**** EXTRACTED MATERIAL

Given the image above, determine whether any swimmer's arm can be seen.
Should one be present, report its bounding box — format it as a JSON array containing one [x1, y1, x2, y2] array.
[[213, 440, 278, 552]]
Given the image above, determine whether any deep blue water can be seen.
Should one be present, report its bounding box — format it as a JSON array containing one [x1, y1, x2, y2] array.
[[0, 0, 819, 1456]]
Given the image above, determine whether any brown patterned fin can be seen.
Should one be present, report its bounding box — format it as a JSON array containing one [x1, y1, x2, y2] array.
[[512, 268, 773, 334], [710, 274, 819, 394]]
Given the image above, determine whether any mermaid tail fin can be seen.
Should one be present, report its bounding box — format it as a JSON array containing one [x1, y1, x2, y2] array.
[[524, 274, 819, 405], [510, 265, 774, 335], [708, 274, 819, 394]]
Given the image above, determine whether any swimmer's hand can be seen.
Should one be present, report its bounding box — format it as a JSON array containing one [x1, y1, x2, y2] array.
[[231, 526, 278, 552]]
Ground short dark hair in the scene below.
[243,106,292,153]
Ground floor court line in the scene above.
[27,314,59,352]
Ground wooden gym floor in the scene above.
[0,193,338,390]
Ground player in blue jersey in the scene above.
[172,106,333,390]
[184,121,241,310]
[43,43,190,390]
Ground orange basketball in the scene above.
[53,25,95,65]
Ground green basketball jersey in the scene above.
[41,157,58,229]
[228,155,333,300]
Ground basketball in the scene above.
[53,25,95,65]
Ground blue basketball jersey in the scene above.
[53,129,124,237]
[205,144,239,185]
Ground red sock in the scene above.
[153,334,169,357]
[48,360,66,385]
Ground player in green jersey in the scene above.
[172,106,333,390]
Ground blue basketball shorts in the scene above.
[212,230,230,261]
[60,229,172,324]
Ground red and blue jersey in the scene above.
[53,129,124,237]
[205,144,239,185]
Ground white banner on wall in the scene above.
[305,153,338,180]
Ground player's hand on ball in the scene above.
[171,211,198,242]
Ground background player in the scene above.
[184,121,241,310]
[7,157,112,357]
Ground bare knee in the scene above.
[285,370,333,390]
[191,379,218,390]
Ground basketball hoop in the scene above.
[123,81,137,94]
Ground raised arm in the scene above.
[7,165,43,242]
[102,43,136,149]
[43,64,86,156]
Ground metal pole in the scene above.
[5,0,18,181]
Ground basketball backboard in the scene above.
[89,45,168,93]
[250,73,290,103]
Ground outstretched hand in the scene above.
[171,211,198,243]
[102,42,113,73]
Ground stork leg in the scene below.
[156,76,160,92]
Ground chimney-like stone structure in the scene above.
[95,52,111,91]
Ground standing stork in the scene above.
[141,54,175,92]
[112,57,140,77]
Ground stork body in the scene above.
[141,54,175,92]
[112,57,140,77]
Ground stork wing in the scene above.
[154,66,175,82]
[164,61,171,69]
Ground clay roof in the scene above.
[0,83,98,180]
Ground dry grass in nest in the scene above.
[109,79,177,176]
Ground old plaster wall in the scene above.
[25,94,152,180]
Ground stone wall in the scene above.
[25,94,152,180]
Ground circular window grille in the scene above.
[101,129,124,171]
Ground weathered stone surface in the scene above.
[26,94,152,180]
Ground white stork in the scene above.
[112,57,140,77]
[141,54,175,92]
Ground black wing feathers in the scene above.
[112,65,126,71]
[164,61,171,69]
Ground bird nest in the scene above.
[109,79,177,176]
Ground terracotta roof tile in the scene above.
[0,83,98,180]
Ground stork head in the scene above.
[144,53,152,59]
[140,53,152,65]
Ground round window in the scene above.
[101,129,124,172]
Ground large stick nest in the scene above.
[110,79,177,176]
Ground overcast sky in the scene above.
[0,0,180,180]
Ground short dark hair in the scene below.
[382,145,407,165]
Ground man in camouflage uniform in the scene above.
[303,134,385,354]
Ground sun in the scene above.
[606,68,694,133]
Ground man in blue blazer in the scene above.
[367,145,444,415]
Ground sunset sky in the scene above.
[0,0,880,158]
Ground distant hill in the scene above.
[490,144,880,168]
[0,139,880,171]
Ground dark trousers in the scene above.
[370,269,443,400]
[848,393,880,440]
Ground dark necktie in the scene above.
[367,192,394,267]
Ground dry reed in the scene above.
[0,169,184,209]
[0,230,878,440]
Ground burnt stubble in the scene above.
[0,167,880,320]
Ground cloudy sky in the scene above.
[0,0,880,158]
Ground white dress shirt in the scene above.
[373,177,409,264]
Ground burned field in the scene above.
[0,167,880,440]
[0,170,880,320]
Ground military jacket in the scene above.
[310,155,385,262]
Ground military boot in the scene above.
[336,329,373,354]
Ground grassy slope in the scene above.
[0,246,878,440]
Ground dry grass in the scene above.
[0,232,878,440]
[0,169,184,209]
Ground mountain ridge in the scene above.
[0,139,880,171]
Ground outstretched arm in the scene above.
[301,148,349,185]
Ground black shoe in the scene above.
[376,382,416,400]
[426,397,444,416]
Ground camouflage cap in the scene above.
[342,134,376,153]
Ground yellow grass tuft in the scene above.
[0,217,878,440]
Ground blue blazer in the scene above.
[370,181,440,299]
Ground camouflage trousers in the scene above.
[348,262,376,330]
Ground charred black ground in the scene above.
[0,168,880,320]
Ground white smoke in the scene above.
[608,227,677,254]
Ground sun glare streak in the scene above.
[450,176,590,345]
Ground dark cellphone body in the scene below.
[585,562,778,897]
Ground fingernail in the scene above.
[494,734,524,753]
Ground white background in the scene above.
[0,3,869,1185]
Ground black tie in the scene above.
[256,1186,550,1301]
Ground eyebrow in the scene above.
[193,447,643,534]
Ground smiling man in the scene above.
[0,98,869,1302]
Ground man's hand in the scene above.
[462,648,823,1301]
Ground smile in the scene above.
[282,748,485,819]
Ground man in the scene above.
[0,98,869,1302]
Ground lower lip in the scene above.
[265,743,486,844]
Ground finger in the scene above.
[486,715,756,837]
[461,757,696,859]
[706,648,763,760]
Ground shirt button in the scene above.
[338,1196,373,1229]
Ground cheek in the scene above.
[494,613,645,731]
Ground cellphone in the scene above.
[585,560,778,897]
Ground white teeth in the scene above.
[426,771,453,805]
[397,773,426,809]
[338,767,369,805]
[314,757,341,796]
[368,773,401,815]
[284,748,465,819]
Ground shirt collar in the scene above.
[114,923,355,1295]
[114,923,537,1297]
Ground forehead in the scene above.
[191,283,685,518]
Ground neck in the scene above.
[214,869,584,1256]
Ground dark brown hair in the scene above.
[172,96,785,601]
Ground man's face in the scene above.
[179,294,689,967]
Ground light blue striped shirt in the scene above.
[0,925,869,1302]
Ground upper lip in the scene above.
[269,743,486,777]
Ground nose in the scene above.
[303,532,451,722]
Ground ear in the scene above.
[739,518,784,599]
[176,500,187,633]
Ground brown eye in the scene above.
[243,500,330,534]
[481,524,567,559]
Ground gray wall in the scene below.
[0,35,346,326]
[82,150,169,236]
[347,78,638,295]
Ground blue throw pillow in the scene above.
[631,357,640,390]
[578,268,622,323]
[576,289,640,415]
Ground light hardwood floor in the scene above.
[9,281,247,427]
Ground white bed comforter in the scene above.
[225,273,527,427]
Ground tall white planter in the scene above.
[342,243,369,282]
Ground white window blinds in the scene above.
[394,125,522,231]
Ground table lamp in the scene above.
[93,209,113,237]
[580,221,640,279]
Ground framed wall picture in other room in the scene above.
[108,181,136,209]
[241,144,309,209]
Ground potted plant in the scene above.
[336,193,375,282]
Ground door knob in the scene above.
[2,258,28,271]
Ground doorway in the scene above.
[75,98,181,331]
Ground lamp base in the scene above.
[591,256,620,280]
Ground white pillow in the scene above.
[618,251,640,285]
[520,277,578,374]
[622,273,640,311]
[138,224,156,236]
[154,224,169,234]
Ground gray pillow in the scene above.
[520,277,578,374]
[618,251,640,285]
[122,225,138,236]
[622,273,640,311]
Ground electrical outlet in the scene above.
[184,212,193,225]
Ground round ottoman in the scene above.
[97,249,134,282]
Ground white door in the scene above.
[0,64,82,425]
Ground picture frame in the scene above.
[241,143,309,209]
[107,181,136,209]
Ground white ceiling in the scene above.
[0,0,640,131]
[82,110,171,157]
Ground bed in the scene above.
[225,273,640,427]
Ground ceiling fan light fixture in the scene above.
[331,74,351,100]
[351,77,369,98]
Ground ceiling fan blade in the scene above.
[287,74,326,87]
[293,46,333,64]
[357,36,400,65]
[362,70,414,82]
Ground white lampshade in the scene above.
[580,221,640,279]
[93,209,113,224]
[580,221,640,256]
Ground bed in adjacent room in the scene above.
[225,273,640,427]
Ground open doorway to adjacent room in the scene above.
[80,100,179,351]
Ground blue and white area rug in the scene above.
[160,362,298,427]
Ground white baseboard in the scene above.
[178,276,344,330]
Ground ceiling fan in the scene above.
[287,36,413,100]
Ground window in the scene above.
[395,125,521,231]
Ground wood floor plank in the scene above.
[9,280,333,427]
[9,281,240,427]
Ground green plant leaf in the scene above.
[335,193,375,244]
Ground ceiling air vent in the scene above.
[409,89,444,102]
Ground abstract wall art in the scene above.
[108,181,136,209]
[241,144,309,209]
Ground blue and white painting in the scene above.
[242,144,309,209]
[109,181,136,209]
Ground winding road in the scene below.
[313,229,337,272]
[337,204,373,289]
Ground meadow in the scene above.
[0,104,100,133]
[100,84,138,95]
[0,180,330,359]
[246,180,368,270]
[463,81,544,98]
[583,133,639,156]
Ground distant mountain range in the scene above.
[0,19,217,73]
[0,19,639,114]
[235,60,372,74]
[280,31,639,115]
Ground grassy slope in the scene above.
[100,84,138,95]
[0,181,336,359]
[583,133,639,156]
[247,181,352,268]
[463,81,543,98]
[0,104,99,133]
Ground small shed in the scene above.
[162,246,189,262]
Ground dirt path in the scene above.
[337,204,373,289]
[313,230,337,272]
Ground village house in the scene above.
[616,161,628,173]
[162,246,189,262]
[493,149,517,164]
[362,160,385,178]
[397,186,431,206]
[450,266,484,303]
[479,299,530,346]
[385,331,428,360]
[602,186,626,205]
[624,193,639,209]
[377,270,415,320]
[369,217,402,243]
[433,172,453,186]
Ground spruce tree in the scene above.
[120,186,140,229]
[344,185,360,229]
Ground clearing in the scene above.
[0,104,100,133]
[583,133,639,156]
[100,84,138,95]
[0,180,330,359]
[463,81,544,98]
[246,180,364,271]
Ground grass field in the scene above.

********

## TASK OBJECTIVE
Rewrite every line of the material between the line holding "Ground man in the scene above." and the line holding "[494,613,645,731]", inclusive, shifting each bounding-box coordinate by -92 and leaving all other text unchanged.

## WRITTEN RESPONSE
Ground man in the scene above.
[-92,6,777,1210]
Ground lower lip in the scene above.
[173,651,394,752]
Ground finger in the scene above.
[394,623,664,745]
[369,665,604,767]
[614,556,671,668]
Ground shirt button in the scene above.
[246,1104,281,1137]
Ground cheek in the scene above.
[402,521,553,639]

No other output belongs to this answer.